Text segment:
********

The Spirit Of Joy

Los Cabos Children’s Foundation supports multiple cancer organizations in Baja
BY: PHIL GOODE

Since it was established 15 years ago, the Los Cabos Children’s Foundation has invested $15 million USD in local programs that help improve children’s quality of life, with a focus on health. But unlike most other non-profits, which raise money for their own programs, the LCCF uses the donations it gets to support and strengthen other community programs.

The Gazette will be featuring the 26 LCCF grantees for 2017-18, profiling each organization and the work they do. In this issue, we are featuring the organizations that focus on helping children with cancer, all part of the LCCF’s Spirit of Joy program. These include four Baja California Sur organizations: The Pediatric Hematology-Oncology Unit of the Salvatierra Hospital in La Paz, Baja California Against Childhood Cancer, Casa Valentina Shelter, and the BCS Cancer Registry.

Cancer is the second leading cause of death in children between 5 and 14 years in BCS. Between 2005 and 2009, Baja was the state with the highest incidence of cancer in children and teens. 90 percent of these cases are curable if detected early, and 75 percent of children survive at least five years after starting treatment.

Since the beginning, LCCF has provided support to initiatives related to this disease, including:

The Pediatric Hematology-Oncology Unit at Salvatierra Hospital When LCCF began in 2003, 60 children with cancer in BCS had to go to mainland Mexico, and even outside of the country, to receive treatment. BCS was the only state in Mexico that didn’t have an adequate cancer treatment center, and there was no pediatric oncology specialist.

********

Answer these questions from the article on the Los Cabos Children's Foundation:
1. How much money has the foundation invested in local programs since it was established?
2. How many foundation grantees for 2017-18 will the Gazette feature?
3. When the foundation began in 2003, how many children with cancer in BCS had to travel to mainland Mexico or abroad for treatment?

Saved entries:
********

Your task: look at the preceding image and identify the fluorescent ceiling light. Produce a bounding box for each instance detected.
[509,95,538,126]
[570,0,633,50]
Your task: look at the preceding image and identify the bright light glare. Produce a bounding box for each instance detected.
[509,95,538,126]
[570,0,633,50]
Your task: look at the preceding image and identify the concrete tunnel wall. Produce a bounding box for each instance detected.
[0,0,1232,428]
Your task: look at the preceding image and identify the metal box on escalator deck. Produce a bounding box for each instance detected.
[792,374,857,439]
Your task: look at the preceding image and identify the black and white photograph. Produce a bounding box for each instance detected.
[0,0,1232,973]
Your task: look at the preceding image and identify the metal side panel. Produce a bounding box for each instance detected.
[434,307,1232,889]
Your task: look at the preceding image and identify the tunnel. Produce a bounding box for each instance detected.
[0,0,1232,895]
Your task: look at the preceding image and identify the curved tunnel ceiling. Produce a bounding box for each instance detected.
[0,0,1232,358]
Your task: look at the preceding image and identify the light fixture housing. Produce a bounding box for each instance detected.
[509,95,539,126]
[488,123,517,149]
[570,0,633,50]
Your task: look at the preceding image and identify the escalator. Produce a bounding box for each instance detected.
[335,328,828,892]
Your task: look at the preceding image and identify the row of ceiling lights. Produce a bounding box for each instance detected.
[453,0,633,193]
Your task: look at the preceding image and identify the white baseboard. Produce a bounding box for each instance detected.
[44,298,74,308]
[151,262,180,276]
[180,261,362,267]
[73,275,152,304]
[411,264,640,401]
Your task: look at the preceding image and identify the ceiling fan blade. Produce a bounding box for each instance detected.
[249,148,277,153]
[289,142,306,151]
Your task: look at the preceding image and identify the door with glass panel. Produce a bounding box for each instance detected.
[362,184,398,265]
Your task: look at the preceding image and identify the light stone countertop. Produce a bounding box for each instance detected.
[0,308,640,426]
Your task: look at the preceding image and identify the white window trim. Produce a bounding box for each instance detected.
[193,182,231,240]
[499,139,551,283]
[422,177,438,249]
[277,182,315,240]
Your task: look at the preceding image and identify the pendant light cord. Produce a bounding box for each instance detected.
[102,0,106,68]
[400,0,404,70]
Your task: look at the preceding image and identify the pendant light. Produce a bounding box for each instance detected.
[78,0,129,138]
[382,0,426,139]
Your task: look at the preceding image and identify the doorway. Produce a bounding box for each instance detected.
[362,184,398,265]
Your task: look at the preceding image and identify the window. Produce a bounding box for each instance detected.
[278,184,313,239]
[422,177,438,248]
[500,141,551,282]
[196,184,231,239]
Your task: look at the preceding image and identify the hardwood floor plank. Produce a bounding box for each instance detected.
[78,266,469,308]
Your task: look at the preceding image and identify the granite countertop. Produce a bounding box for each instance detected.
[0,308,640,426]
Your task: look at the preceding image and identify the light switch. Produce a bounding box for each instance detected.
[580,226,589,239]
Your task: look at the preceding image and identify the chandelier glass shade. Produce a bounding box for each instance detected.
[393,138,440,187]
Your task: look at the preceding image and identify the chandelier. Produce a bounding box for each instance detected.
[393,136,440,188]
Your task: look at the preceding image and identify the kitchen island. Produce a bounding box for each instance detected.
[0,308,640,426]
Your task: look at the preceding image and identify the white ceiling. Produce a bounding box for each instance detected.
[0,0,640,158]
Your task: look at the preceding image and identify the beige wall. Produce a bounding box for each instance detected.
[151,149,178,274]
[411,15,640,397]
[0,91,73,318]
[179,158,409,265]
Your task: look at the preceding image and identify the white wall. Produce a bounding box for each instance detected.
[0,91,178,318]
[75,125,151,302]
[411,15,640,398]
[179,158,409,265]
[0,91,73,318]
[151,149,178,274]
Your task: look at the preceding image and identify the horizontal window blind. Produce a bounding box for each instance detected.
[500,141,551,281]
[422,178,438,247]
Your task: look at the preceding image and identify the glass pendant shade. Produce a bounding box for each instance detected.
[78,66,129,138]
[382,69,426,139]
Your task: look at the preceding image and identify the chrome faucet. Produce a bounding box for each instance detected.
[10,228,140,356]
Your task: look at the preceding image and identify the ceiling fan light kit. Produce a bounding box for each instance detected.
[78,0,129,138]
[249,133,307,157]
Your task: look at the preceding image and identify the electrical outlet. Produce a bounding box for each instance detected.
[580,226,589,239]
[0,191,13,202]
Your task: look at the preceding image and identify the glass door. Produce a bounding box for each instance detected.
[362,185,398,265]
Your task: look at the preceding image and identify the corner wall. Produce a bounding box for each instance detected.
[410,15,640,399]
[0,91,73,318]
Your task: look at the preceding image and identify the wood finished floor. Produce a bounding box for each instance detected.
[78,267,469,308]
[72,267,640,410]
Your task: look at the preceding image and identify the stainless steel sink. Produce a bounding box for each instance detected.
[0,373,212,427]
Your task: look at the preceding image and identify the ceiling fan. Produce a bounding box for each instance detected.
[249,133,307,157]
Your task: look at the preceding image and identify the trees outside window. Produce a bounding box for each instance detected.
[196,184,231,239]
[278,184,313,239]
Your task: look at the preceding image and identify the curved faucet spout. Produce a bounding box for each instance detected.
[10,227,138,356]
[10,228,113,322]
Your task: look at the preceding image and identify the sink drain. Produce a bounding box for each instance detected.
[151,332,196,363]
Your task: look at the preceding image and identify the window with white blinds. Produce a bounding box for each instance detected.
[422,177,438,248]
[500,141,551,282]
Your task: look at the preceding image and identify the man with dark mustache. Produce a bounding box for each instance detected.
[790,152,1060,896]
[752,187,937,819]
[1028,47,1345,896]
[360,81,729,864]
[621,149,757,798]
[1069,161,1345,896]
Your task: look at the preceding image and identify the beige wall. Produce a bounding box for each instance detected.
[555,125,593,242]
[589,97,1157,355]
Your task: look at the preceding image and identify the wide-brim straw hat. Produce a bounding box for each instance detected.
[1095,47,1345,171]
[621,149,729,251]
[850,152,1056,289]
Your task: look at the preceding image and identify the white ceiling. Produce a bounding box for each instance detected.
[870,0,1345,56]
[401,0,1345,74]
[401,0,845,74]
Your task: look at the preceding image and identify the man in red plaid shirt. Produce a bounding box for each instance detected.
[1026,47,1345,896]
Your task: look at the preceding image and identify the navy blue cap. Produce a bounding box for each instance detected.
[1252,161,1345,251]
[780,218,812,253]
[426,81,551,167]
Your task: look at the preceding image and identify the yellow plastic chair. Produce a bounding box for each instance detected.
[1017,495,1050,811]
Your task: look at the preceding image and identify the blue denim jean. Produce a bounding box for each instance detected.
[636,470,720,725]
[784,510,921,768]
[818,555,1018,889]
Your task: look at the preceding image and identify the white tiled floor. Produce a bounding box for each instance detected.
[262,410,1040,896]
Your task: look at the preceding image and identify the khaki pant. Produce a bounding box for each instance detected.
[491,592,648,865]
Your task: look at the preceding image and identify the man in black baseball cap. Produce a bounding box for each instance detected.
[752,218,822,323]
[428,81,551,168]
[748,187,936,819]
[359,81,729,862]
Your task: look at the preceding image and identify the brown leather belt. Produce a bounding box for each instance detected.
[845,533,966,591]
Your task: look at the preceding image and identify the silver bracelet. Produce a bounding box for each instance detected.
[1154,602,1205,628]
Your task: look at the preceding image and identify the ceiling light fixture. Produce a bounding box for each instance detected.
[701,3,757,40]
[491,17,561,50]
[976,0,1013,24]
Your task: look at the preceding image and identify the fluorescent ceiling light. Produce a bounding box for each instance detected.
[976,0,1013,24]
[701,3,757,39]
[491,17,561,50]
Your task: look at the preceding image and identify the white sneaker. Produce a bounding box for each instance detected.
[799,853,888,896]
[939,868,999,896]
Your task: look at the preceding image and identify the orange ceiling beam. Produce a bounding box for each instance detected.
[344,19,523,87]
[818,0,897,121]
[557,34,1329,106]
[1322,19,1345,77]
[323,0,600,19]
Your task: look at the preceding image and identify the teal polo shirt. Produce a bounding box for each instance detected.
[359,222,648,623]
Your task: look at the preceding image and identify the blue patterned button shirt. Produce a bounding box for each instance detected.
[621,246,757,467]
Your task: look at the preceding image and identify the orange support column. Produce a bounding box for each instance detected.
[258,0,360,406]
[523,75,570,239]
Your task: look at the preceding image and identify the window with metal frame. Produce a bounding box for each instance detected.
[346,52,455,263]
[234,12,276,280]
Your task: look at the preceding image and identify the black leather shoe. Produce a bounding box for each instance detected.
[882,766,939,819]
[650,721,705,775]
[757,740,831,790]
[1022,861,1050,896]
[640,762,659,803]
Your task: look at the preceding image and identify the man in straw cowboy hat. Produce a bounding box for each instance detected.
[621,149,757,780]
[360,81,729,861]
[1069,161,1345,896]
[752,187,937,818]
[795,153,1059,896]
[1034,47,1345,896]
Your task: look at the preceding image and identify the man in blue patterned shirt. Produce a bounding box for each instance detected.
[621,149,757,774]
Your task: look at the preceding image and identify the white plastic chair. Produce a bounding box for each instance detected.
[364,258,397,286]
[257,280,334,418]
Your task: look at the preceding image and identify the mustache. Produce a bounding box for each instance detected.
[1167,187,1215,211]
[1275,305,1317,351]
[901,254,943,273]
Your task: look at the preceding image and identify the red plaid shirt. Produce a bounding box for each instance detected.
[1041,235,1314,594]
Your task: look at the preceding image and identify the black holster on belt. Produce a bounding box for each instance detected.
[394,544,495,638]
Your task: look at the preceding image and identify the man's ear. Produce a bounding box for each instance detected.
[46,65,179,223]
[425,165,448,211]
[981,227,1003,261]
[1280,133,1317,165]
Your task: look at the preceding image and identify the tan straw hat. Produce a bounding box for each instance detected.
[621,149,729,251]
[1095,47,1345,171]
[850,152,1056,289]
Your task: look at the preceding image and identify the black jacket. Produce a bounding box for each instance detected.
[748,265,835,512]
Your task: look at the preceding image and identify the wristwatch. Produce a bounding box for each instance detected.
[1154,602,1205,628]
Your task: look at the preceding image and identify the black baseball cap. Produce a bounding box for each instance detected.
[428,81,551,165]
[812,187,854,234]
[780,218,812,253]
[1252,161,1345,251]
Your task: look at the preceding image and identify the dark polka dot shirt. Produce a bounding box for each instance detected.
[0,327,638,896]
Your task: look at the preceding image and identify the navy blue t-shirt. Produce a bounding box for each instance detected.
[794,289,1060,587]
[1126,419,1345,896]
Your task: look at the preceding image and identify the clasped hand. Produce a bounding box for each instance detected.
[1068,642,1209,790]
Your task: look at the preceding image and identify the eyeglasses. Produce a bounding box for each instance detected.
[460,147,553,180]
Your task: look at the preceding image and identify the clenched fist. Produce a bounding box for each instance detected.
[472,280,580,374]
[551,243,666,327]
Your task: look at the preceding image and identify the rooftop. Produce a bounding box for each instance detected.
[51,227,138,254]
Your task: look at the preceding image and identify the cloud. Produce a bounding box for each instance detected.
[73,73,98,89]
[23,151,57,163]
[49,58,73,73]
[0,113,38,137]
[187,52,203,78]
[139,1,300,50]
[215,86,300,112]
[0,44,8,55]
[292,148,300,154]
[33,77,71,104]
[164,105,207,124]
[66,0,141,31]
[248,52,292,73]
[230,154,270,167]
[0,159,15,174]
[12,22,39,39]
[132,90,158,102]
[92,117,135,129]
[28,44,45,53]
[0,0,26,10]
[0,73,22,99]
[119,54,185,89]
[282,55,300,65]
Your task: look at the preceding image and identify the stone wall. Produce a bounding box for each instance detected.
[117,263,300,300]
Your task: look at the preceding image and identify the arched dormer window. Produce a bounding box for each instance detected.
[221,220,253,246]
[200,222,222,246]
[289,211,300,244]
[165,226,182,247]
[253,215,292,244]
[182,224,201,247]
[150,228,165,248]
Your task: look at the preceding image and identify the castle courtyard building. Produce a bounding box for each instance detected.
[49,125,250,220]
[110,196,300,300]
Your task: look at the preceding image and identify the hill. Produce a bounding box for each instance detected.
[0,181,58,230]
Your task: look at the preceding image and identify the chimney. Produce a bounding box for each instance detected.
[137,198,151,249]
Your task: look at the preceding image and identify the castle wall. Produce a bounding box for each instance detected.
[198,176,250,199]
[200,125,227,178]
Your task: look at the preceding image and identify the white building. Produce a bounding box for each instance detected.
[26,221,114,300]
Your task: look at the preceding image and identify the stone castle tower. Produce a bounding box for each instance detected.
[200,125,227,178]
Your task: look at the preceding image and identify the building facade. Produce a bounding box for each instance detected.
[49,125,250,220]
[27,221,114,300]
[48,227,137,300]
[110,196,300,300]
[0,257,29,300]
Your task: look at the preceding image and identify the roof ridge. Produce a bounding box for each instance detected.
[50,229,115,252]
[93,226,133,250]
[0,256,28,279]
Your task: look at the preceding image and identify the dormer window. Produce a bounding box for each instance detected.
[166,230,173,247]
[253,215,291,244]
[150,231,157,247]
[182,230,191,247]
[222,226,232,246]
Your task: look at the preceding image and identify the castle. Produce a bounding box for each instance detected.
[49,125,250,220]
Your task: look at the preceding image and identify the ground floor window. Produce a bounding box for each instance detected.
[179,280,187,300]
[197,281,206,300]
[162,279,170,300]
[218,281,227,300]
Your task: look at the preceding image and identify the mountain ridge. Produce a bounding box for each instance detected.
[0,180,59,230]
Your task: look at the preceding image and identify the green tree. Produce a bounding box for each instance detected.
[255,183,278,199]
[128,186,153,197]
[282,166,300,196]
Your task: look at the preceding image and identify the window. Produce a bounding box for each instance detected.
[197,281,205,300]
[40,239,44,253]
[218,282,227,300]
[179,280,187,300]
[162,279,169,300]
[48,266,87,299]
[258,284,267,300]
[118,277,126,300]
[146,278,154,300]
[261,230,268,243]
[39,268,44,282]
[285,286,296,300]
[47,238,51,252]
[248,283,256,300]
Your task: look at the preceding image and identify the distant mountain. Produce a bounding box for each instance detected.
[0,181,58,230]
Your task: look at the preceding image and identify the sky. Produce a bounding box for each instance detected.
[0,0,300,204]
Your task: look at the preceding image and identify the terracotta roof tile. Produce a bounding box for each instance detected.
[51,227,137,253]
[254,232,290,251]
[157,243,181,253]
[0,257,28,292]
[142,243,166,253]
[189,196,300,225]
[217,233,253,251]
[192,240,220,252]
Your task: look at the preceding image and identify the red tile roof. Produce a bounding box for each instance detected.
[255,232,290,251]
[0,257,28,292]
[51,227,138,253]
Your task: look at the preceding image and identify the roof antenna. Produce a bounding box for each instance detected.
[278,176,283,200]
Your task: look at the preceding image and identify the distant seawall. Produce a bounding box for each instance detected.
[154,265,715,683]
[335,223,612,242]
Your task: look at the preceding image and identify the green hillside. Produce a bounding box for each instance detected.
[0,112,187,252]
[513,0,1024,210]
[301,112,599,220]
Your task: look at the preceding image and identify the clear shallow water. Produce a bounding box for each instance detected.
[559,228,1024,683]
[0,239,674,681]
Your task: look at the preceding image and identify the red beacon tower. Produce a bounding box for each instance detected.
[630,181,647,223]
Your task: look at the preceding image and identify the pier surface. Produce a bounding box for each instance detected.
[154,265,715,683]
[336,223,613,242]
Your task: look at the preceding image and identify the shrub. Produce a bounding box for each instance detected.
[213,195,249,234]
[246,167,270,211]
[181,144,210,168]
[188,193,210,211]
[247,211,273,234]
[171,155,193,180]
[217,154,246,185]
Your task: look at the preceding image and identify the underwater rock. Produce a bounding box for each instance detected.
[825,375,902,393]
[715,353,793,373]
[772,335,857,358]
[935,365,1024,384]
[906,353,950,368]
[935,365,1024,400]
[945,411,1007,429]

********

Response to the exercise:
1. $15 million USD.
2. 26.
3. 60.